- To be done -
In the items below, copy word for word the stretch from the line containing "of the cloud." through the line containing "Phrase: cloud", including both of those lines.

******************************

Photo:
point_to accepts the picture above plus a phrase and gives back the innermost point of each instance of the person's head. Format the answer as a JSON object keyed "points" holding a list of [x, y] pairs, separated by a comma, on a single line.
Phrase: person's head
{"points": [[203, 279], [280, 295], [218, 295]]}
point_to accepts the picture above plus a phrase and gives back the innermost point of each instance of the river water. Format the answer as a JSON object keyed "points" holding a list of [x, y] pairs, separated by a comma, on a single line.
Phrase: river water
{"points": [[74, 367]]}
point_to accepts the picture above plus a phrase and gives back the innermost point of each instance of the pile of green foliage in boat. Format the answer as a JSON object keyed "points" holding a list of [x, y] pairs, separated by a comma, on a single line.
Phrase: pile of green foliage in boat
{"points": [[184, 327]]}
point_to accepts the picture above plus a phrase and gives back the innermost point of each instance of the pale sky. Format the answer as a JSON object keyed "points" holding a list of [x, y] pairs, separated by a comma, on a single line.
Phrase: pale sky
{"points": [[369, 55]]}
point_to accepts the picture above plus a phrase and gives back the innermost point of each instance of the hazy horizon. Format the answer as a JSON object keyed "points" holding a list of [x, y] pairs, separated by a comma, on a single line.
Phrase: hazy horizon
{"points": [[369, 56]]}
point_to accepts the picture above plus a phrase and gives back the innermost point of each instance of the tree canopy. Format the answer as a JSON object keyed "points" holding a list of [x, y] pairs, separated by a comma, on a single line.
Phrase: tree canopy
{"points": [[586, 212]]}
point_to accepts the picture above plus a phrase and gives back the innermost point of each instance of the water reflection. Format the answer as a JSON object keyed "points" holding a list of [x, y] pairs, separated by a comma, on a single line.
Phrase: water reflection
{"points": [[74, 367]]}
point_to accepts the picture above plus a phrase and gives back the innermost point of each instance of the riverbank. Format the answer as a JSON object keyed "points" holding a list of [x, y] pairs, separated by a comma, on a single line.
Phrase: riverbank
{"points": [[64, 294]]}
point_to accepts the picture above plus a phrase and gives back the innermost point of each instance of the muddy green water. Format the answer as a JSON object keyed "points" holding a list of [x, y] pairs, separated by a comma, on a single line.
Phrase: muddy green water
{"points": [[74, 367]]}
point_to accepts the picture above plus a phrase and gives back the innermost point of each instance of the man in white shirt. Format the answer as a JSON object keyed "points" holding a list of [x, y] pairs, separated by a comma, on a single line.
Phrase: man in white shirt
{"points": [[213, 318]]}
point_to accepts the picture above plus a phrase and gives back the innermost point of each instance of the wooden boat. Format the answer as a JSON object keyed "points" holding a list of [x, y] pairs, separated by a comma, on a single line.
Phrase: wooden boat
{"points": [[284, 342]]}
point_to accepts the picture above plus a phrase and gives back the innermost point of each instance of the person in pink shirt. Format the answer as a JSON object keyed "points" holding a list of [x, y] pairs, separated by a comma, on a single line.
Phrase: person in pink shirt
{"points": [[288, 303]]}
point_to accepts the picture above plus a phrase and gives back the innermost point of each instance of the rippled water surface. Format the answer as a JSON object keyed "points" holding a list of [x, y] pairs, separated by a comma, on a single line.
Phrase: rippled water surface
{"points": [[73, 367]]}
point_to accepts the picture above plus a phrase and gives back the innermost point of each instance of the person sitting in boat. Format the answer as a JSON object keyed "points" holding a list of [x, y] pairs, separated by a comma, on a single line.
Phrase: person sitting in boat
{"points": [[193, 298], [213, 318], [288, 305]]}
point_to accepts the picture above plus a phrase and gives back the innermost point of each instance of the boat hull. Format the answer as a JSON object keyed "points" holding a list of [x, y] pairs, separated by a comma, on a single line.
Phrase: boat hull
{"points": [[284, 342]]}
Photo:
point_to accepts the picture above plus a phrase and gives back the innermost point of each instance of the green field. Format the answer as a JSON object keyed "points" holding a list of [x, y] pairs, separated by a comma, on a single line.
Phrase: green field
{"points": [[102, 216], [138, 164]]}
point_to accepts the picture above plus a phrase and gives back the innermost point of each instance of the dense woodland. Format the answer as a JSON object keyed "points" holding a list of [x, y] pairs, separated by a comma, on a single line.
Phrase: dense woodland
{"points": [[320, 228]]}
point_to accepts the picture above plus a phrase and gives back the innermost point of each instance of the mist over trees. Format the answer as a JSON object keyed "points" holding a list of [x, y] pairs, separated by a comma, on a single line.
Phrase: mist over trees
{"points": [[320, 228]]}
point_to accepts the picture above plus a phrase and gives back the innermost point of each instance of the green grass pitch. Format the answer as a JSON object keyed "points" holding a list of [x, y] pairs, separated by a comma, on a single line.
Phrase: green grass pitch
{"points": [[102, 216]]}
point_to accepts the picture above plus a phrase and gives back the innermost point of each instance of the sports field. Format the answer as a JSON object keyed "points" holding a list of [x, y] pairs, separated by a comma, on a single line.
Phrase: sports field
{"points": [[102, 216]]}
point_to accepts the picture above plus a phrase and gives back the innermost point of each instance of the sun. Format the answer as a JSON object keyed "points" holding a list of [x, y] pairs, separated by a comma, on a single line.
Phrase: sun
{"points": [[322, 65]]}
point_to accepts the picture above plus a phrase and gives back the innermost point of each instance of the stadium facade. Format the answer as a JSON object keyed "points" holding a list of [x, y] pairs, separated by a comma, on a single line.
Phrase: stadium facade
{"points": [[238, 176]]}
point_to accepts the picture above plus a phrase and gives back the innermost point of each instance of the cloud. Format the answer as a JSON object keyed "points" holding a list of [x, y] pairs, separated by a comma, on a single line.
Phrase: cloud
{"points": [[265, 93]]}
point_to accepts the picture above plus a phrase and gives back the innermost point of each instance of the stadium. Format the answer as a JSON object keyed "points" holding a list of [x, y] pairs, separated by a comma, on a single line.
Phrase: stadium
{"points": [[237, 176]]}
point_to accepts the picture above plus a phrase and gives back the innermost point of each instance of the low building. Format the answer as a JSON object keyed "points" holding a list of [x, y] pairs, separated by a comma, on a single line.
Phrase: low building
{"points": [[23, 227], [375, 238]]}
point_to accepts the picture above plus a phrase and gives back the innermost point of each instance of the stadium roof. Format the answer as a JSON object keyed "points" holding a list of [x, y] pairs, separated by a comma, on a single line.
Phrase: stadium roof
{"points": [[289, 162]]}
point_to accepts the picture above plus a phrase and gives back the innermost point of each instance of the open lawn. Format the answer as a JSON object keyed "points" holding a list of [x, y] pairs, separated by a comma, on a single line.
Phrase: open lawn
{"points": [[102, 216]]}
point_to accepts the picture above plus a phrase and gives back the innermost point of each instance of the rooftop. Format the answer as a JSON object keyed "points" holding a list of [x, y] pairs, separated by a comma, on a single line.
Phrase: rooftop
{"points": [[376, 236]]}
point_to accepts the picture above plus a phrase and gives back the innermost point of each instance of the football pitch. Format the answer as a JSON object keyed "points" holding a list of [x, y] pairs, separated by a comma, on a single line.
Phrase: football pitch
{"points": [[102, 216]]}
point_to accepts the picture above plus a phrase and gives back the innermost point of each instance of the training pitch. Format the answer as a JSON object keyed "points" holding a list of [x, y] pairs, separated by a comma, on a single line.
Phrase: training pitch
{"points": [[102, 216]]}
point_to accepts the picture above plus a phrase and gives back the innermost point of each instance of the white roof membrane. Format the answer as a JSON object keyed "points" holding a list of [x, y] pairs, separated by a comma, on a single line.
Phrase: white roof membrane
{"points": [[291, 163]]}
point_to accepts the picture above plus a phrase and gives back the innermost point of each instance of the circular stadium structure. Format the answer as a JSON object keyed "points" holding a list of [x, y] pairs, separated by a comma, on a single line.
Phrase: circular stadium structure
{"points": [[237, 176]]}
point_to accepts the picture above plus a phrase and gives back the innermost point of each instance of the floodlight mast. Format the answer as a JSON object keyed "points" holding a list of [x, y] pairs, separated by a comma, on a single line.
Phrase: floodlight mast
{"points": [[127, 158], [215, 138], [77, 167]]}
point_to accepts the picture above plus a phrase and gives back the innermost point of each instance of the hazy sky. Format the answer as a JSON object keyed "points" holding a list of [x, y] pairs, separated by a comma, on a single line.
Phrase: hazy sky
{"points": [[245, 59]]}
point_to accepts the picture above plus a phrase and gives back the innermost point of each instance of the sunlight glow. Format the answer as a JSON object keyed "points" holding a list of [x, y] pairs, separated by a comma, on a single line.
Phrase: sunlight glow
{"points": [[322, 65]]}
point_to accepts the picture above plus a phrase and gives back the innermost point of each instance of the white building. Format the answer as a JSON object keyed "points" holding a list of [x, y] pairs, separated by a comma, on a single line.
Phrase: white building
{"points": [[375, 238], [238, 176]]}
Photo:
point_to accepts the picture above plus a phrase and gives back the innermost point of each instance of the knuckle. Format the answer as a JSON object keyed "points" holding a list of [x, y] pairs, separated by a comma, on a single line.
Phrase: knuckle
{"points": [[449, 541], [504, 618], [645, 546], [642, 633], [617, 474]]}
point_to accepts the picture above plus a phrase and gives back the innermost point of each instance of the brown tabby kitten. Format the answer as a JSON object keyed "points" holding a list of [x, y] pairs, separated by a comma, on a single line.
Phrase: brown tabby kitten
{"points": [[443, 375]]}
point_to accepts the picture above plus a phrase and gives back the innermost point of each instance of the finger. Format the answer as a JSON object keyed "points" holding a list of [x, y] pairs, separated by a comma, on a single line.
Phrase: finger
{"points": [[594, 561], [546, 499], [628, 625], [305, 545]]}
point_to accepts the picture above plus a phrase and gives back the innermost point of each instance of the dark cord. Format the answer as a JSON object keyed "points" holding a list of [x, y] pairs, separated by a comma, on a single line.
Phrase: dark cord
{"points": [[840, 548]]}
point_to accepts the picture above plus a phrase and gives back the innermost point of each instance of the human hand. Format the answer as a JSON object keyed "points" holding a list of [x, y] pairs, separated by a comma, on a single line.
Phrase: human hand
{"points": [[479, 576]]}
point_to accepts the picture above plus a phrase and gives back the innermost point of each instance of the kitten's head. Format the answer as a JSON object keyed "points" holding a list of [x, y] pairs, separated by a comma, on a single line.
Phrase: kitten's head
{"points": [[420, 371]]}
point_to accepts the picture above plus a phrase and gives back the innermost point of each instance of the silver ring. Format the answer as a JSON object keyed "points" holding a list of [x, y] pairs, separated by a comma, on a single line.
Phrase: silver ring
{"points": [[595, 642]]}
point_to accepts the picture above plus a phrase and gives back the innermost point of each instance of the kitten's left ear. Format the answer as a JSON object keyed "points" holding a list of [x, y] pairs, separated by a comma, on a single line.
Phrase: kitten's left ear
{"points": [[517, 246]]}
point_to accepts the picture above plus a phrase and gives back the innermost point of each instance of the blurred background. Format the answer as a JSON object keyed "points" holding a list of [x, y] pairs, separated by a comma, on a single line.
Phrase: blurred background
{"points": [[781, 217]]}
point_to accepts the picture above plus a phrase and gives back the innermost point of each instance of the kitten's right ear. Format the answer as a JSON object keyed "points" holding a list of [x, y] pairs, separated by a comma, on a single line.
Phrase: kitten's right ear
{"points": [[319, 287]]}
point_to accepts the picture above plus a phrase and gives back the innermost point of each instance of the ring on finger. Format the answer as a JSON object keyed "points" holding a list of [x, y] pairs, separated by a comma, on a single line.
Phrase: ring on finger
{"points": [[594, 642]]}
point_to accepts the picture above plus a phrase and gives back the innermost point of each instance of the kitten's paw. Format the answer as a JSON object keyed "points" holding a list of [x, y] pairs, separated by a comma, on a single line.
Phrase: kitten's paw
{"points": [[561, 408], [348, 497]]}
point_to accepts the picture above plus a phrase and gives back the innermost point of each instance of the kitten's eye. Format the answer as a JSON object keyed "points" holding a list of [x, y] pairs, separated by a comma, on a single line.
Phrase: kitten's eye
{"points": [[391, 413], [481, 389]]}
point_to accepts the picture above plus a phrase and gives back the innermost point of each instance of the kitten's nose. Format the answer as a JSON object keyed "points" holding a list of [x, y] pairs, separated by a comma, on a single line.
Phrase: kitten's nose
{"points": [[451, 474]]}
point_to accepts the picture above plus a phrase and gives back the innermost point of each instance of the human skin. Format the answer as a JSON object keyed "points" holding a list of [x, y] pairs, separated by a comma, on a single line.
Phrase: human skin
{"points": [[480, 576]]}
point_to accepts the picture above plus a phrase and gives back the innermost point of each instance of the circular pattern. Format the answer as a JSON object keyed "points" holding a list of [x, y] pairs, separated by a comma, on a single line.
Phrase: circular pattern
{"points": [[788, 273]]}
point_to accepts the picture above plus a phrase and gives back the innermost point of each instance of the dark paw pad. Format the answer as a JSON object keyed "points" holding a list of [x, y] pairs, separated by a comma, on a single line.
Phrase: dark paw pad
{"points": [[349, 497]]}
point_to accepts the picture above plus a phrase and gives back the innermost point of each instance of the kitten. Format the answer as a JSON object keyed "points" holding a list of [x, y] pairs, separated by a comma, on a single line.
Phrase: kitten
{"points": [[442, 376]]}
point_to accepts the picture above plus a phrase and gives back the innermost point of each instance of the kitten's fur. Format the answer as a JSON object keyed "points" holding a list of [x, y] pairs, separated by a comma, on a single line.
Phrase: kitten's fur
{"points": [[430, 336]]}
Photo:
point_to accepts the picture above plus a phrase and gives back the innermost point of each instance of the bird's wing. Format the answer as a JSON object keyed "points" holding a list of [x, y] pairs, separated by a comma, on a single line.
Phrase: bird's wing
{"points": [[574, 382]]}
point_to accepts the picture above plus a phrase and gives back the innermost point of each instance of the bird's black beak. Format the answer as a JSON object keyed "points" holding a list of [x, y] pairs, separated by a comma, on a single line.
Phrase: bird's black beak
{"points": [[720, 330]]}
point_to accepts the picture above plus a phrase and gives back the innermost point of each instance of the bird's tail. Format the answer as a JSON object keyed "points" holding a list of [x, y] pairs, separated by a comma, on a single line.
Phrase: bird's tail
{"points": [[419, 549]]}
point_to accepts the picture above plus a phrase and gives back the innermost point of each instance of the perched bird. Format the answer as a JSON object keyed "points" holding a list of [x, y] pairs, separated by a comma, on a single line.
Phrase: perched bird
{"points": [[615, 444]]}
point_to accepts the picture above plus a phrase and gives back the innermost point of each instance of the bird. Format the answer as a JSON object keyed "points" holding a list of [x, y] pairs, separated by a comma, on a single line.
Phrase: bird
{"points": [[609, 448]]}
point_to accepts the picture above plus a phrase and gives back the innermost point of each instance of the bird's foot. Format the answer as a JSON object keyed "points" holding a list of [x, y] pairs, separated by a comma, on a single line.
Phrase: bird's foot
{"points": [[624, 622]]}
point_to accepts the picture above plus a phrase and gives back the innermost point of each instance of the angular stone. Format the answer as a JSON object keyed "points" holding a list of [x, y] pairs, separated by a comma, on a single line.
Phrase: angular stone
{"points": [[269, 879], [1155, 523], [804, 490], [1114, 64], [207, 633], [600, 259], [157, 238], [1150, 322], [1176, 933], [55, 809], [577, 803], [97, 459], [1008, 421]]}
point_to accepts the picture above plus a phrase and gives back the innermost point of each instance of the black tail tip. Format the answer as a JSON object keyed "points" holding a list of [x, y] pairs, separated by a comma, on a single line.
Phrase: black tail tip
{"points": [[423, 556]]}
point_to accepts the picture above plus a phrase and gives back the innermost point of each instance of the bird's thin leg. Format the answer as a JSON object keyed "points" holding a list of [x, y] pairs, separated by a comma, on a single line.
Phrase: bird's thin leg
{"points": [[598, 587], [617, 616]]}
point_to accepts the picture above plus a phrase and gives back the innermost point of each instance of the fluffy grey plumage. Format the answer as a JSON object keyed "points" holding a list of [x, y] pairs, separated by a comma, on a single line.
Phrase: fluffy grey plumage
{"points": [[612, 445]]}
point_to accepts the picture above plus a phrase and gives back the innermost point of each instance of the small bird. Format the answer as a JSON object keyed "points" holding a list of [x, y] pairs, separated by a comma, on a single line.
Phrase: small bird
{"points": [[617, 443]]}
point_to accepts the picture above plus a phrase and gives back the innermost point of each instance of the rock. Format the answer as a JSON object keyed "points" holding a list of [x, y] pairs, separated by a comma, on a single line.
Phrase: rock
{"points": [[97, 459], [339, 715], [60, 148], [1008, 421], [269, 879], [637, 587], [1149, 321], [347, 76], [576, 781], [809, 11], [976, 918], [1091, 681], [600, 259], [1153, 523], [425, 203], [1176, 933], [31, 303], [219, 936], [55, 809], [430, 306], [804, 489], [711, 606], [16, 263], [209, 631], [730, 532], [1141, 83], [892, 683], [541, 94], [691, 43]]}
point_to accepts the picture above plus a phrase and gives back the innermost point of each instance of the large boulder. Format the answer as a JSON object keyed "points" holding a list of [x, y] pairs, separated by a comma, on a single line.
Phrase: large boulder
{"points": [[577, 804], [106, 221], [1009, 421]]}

******************************

- Response -
point_to accepts the picture above plus a phrase and gives back the innermost point of each instance of the cloud. Format the answer as a JSON object keyed "points" holding a list of [x, y] pairs, separated by a comma, on a single line.
Phrase: cloud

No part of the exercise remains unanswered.